= Problem set =
1. In the essay on the Greengrass Bluegrass Newgrass Project, where were the completed works installed for exhibit after only a week in the studio?
2. Pick up the essay on the Greengrass Bluegrass Newgrass Project after its last sentence and carry it on.

= Extract to read =
**********
Greengrass Bluegrass Newgrass Project
an essay by Susan Gorsen
Much has happened since the summer of 2002 when 6 artists from KY converged on Belfast for the Trace Gallery July 4th exhibition organized by Deirdre Robb. Simultaneously, these American artists, with the addition of artists from the Dublin area, were invited by the Belfast GBN Group and Billy Coulter, Leisure Services Manager of Castlereagh Borough, to once again work collaboratively with each other as well as a select group of talented teenage artists from East Belfast.
Using the computer and art studio facilities of Castlereagh College, the basic task essentially replicated the Artopia Project done in Louisville several months before: offer talented teen artists the chance to work hands on side by side during a week long project thus providing them the opportunity for an intensely personal look into the creative ideas process and problem solving skills of an international group of artists with well established professional careers.
After only a week in the studio, the completed works of art were installed for exhibit in the lobby of the Waterfront Hall, Belfast's' premiere cultural performance facility. It must be noted that without the non-stop, support, encouragement and engineering expertise of Mick O'Rourke and Gordon Garner, installation for some of the above mentioned projects might have proved to be challenges beyond the scope of some artists' abilities. Participating artists were C.J. Pressma working with Colin Davis, Maura O'Rourke with Marty Walsh, Joyce Garner and Ray Duncan, Ian Fleming with Tom Pfannerstill and , for the 2nd such collaboration, Suzanne Mitchell teamed with Deirdre Robb. Susan Gorsen served as recording photographer for the entire project.
During their stay at the lovely Clandeboye Lodge near Bangor, the visiting artists had the opportunity to tour highlights of the North Antrim coast as well as rural towns near Belfast. Everyone enjoyed having evening meals and parties and impromptu musicales in the homes of several Belfast artists , along with a special night of bowling entirely arranged by the enthusiastic student collaborators.
Having very successfully completed 3 ambitious programs in less than 6 months, the group discussed the many benefits and logistical challenges of these international studio and exhibition projects. Many of the artists involved have crossed the Atlantic 4-5 times for events relating to the Grasses Project. Amazingly, with so many creative personalities involved, none wished to withdraw. Many others were interested in taking part in future Grasses Project endeavors. It was jointly decided that these programs need to both continue and expand. Emphasis was placed on trying to include artists from other regions as well as bringing in artists from other disciplines such as writers or musicians. The biggest questions relate to who and how this might be accomplished. The Belfast artists had very successfully formed the GBN Belfast Project and were in a position to make formal applications to various funding groups. In Kentucky, funding opportunities for a grass roots artist driven initiative continued to look unpromising.
In Louisville, the Erin Devine Gallery mounted the 4th "Irish Art Now", a February 2003 exhibition featuring Marua O'Rourke, Brian Haggerty and Caro Hopkins. By the summer of 2003 Ian Fleming and Maura O'Rourke were already planning an independent collaborative project of their own involving the history and mythology of Tara, home of Ireland's ancient kings. This major 20 painting exhibition with full historical documentation opened in Louisville's PYRO Gallery early in January 2004.
**********
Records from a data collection
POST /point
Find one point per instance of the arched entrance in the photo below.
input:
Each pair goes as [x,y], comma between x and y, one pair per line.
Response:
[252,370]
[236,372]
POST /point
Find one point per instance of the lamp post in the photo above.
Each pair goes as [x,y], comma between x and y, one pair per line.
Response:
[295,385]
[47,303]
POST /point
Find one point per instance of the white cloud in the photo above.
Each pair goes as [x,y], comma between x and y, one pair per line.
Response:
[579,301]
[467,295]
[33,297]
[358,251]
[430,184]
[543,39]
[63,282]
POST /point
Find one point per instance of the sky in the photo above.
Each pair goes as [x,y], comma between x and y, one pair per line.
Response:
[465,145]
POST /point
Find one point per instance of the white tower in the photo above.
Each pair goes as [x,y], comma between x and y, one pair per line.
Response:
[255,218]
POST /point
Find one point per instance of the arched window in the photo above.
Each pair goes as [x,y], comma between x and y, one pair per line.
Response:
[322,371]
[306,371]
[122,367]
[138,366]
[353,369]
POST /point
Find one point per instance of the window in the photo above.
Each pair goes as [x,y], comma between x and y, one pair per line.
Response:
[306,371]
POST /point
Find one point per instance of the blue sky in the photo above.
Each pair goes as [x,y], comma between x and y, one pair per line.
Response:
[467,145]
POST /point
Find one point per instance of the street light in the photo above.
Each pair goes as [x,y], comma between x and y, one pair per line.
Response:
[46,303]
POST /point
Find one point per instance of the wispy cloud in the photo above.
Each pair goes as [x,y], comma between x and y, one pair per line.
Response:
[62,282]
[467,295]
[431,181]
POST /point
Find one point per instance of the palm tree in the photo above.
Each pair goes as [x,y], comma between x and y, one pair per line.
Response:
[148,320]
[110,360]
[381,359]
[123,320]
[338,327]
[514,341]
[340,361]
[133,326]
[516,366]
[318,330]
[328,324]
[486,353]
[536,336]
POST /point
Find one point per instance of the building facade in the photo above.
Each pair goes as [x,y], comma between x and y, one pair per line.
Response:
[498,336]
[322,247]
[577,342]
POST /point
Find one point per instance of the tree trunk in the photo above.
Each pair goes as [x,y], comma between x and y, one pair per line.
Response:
**********
= Answers to each task =
1. In the lobby of the Waterfront Hall in Belfast.

2.
Working toward the goal of not wanting a loss in momentum for the Grasses Project while trying to figure out how to expand and in which direction for our next major focus, Maura O'Rourke (with minor administrative assistance from Ian Fleming, Erin Devine and Susan Gorsen)organized "Encompass", a small works exhibition held in March 2004 at Ardgillan Castle in Balbriggan by the sea, Co. Dublin. This was a very successful exhibition with nearly 300 in attendance at the opening. Undoubtedly much of this show's success is owing to the diversity and unusually high quality works submitted by more than 50 artists from Ireland, Northern Ireland and the US.
Currently there are 2 more Grasses Projects on the horizon, an assemblage of e-mailed images from 60 artists to be both installed and, at night, video projected at Queens University in conjunction with the November 2004 Belfast Festival. The Belfast GBN Group has cleverly organized this international cyber art project, in part, to escape the universal Customs restrictions and expenses placed in the path of artists trying to find an audience for their work in a foreign country.
The 2nd program being planned involves a 3rd studio collaboration between artists from KY and southern Indiana hosting artists from Ireland and Northern Ireland for approximately 2 weeks in mid-May. Partnering with the Grasses Project will be the Mary Anderson Center, a rural Indiana artists' residency and retreat facility 15 minutes across the Ohio river from Louisville, and the Fine Arts Department of Indiana University Southeast who are permitting our artists to use some of their studio facilities as well as offering their Barr Gallery to exhibit the completed project. This newest planned collaboration will be different ,not just in the expanded number of invited artist participants, but because of the decision to include both Irish and American writers and poets as integral partners in this creative venture.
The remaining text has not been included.